* _Given exercise_
Rewrite all the entries below, swapping "bounding box" for "rectangle" and changing nothing else.

* _Entries from an annotation dataset_
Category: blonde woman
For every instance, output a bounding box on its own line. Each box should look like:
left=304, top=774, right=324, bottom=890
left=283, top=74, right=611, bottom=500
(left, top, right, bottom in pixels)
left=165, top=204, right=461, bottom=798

* _Expected output_
Category: blonde woman
For every instance, output a rectangle on its own line. Each box should look like:
left=304, top=774, right=324, bottom=890
left=283, top=74, right=611, bottom=500
(left, top, right, bottom in pixels)
left=165, top=204, right=461, bottom=798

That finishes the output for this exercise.